[Records for processing]
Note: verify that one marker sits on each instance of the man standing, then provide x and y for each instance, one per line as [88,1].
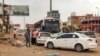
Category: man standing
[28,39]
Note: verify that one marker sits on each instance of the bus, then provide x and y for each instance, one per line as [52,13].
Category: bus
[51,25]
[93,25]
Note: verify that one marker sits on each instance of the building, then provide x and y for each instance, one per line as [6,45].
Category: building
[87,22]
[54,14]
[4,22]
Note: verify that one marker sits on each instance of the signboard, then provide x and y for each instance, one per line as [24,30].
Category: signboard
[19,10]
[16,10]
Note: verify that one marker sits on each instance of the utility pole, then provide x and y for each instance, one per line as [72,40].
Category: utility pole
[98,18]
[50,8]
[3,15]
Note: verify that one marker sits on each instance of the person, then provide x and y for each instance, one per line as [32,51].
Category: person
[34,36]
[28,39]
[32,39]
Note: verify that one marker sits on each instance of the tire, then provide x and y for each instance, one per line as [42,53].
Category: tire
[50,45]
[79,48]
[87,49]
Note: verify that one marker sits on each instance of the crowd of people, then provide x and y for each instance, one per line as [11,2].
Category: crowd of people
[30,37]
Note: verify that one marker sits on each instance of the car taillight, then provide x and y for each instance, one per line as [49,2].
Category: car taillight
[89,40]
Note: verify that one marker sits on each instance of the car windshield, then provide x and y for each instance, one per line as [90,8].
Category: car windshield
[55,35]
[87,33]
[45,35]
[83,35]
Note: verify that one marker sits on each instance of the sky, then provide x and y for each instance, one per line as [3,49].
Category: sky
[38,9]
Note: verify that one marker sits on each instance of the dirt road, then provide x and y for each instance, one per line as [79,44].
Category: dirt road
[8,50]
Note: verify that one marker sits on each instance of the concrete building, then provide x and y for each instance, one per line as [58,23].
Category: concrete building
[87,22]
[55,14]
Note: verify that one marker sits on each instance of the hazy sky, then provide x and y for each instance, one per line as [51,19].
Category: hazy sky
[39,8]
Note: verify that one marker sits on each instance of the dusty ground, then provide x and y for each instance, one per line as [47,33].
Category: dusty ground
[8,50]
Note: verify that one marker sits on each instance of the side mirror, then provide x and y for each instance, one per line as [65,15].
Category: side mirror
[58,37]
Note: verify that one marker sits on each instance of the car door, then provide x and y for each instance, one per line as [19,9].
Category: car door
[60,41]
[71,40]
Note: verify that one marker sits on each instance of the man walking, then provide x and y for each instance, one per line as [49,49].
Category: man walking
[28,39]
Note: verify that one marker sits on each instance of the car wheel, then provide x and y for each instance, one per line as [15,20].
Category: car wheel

...

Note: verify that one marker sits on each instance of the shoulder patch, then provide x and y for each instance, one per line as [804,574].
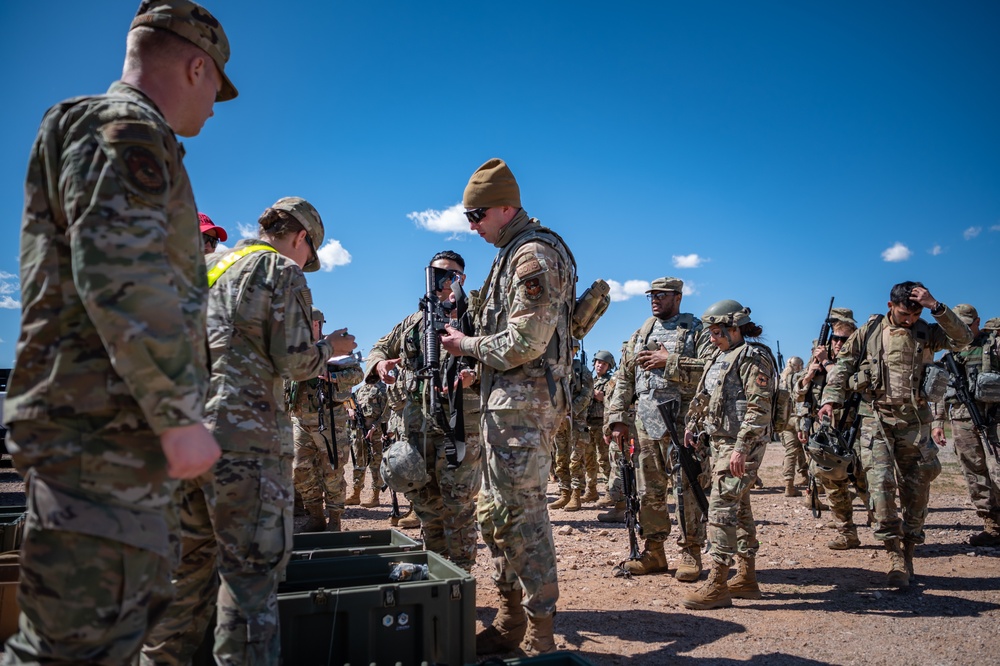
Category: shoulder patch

[About this task] Look through the data above and return exactly the lines from the one that contains "line as [65,15]." to the one that contains "line as [15,20].", inclusive, with nothing else.

[Result of the task]
Note: verify that one marker sits on each instance of the side mirror, then provide x and y for each instance, one per line as [65,15].
Category: side mirror
[58,37]
Note: verify that one marker sits on each instance of the car door, then provide x and y for each instance, one per line as [19,9].
Category: car door
[60,41]
[71,40]
Note: verify that one marker sits on each instance of the man walking, then provide x and y for each instance, one per line as [49,49].
Category: man walking
[28,39]
Note: verify that one marker sits on each instance of the car wheel, then provide x and y for each instance, one per line as [15,20].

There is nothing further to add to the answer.